### WHAT YOU SHOULD DO
Whatever appears in the records should be given again exactly, down to the last mark.
[Opening DATA TO USE section]
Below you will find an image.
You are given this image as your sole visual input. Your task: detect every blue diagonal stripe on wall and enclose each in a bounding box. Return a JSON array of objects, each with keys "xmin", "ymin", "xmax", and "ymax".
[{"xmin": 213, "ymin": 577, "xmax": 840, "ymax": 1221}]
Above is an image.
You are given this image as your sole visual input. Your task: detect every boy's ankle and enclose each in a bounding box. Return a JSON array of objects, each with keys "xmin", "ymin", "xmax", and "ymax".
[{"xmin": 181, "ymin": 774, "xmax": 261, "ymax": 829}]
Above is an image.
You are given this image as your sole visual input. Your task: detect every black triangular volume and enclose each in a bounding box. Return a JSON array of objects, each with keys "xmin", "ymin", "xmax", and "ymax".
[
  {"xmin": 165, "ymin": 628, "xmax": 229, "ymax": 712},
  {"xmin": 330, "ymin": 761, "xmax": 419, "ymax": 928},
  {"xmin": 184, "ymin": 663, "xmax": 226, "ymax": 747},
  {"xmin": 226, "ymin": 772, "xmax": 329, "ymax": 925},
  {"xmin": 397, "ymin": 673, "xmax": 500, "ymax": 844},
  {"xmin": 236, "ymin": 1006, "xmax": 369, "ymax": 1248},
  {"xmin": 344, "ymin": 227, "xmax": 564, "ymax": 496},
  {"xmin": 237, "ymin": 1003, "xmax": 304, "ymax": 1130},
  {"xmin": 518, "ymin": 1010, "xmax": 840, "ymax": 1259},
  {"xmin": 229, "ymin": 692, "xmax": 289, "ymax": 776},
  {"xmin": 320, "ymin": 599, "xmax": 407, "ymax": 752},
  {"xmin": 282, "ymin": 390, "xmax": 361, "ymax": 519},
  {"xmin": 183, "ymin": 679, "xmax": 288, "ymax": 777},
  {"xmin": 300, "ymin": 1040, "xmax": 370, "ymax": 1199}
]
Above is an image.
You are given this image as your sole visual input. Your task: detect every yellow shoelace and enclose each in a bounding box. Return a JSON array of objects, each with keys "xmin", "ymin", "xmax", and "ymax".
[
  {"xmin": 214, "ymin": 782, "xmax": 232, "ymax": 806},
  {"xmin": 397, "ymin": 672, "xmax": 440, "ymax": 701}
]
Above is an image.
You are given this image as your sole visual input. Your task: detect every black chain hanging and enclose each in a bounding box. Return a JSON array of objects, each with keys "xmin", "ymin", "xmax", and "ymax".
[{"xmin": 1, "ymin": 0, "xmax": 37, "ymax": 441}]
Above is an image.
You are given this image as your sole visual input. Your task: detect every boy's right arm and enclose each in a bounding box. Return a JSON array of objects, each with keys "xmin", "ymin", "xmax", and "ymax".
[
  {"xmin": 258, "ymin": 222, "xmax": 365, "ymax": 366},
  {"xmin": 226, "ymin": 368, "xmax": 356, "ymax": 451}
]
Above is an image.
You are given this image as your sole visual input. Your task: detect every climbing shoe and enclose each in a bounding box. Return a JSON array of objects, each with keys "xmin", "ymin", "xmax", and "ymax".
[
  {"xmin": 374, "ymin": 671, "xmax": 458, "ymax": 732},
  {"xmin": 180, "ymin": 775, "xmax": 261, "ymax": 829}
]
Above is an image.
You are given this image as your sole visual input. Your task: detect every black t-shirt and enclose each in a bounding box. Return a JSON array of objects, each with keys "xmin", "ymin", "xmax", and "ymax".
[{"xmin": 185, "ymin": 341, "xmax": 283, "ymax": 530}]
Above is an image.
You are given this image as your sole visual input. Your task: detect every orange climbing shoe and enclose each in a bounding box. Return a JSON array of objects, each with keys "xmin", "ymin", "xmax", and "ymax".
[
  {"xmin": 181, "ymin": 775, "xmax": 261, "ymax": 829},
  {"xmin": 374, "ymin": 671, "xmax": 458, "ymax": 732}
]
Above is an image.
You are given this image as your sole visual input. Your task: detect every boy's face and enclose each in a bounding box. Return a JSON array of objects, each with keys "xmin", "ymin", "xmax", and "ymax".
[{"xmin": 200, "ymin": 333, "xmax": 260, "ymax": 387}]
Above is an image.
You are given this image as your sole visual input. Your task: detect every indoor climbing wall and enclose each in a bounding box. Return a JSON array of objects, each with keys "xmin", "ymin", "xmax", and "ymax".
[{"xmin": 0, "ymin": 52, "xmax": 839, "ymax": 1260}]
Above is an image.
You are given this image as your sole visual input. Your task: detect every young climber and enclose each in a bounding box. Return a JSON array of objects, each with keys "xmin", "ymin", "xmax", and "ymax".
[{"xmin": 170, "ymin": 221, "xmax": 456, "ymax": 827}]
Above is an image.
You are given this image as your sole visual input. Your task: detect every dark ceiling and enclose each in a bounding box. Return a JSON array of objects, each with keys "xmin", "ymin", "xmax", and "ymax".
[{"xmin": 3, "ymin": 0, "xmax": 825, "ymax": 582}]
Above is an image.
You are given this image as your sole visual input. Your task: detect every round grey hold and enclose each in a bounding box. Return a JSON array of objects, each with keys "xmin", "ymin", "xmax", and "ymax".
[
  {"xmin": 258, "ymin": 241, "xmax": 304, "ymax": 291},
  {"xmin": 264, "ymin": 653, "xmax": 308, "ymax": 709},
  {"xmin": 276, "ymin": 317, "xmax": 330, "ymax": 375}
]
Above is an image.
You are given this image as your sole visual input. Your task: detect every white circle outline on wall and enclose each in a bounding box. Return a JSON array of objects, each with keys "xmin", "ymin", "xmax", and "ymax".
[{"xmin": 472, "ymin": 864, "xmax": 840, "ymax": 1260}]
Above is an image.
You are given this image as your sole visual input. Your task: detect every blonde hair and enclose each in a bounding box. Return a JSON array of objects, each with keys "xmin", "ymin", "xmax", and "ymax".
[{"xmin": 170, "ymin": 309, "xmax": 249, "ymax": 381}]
[Closing DATA TO USE section]
### EXERCISE RESPONSE
Below you will find an image.
You are given this image as your sole visual input. Your task: detect every blue diagonal stripe on wall and enclose each in a bounding box. Return a JSON array of objects, each with keys "xmin", "ymin", "xmax", and "ymax".
[{"xmin": 213, "ymin": 577, "xmax": 840, "ymax": 1221}]
Above is an image.
You are given this image as your sole visual input. Your task: detect every boy's ankle and enclose each in a bounding box. Return a JSON array of objects, each with keys "xmin", "ymin", "xmax", and "ymax".
[{"xmin": 181, "ymin": 774, "xmax": 261, "ymax": 829}]
Above is an image.
You are given this image as your sole visual input. Your task: detect every black triangular volume and enclose each in a bounding box. Return a JSON array of objects, each with keys "xmin", "ymin", "xmax", and "ymax".
[
  {"xmin": 165, "ymin": 628, "xmax": 229, "ymax": 712},
  {"xmin": 330, "ymin": 761, "xmax": 419, "ymax": 928},
  {"xmin": 184, "ymin": 663, "xmax": 226, "ymax": 747},
  {"xmin": 226, "ymin": 772, "xmax": 329, "ymax": 925},
  {"xmin": 397, "ymin": 673, "xmax": 500, "ymax": 844},
  {"xmin": 236, "ymin": 1006, "xmax": 369, "ymax": 1248},
  {"xmin": 344, "ymin": 227, "xmax": 564, "ymax": 496},
  {"xmin": 237, "ymin": 1003, "xmax": 304, "ymax": 1130},
  {"xmin": 518, "ymin": 1010, "xmax": 840, "ymax": 1259},
  {"xmin": 229, "ymin": 692, "xmax": 289, "ymax": 776},
  {"xmin": 320, "ymin": 599, "xmax": 407, "ymax": 752},
  {"xmin": 282, "ymin": 390, "xmax": 361, "ymax": 519},
  {"xmin": 183, "ymin": 679, "xmax": 288, "ymax": 777},
  {"xmin": 300, "ymin": 1040, "xmax": 370, "ymax": 1199}
]
Above is an image.
You are given this image as your sole visual input. Your task: detect every yellow shoelace and enclose each in a bounding box. Return a JSON array of objects, each with keys "xmin", "ymin", "xmax", and "ymax".
[
  {"xmin": 214, "ymin": 782, "xmax": 232, "ymax": 806},
  {"xmin": 397, "ymin": 672, "xmax": 440, "ymax": 701}
]
Above is an image.
You are given this image as your sole visual input. Your task: detect every black chain hanging and enclose each in a bounding box. Return a JSON array of objects, each with keys "xmin", "ymin", "xmax", and "ymax".
[{"xmin": 1, "ymin": 0, "xmax": 37, "ymax": 441}]
Above is an image.
You are given this image as your sole visual input. Your task: detect every boy's right arm and enclose each in a bounding box. Return a JSON array of objects, each with keys "xmin", "ymin", "xmax", and "ymax".
[
  {"xmin": 258, "ymin": 222, "xmax": 365, "ymax": 366},
  {"xmin": 226, "ymin": 368, "xmax": 356, "ymax": 451}
]
Above is an image.
You are given this image as your sole visual input. Your task: detect every climbing shoe and enclose each in a bounding box. Return a JSON array of objects, each with keys "xmin", "ymin", "xmax", and "ymax".
[
  {"xmin": 374, "ymin": 671, "xmax": 458, "ymax": 732},
  {"xmin": 180, "ymin": 775, "xmax": 261, "ymax": 829}
]
Above is an image.
You are given this image as your sole visual input. Your task: detect every black t-shirt and enclose each in a bounding box. Return a JSON array of objects, each with keys "xmin", "ymin", "xmax", and "ymax".
[{"xmin": 185, "ymin": 341, "xmax": 283, "ymax": 530}]
Above is an image.
You are given this image as your sole visual input. Your task: detect every orange climbing shoe and enclose each in a bounding box. Return a JSON array of objects, each with keys "xmin", "ymin", "xmax", and "ymax".
[
  {"xmin": 181, "ymin": 775, "xmax": 261, "ymax": 829},
  {"xmin": 374, "ymin": 671, "xmax": 458, "ymax": 732}
]
Above is an image.
You are given this image as your sole visual input. Your task: detect every boy's face and enclose each in a bounding box. Return a JSON array of objects, each with keys "xmin", "ymin", "xmax", and "ymax".
[{"xmin": 200, "ymin": 333, "xmax": 260, "ymax": 387}]
Above is an image.
You are given this image as your sole visual input. Your task: detect every indoor climbing wall and enclose each in a bounding box. Return a JSON array of objects, each with keys "xmin", "ymin", "xmax", and "ymax".
[{"xmin": 0, "ymin": 52, "xmax": 839, "ymax": 1260}]
Above is an image.
You are given this image as your sole visual input. Your task: detect every young climber and enclose each in a bounding box. Return a JSON array of objects, each with keys "xmin", "ymin", "xmax", and "ymax".
[{"xmin": 170, "ymin": 221, "xmax": 456, "ymax": 827}]
Above is an image.
You are given this image as your sole visual input. Your task: detect every dark ceiling and enclose each in a bounding box. Return a JSON array of objects, each with keys "xmin", "ymin", "xmax", and "ymax".
[{"xmin": 3, "ymin": 0, "xmax": 825, "ymax": 582}]
Above is an image.
You are given this image as your sole visual input. Your task: detect every round grey hold and enclose each in a bounding box. Return a JSON array of objects, each with keys "xmin", "ymin", "xmax", and "ymax".
[
  {"xmin": 258, "ymin": 241, "xmax": 304, "ymax": 291},
  {"xmin": 264, "ymin": 653, "xmax": 308, "ymax": 709},
  {"xmin": 276, "ymin": 317, "xmax": 330, "ymax": 375}
]
Above is an image.
You are given this image as your sole visual input. Your task: detect every white circle outline on wall and enclose each in a bounding box. Return a JSON array of objects, each with keys "xmin", "ymin", "xmax", and "ymax".
[{"xmin": 472, "ymin": 864, "xmax": 840, "ymax": 1260}]
Above is an image.
You are given this image as your sole visual input. Your task: detect every blonde hair and enclose each in a bounding box. Return a JSON array of objects, each with keys "xmin", "ymin", "xmax", and "ymax".
[{"xmin": 170, "ymin": 309, "xmax": 249, "ymax": 381}]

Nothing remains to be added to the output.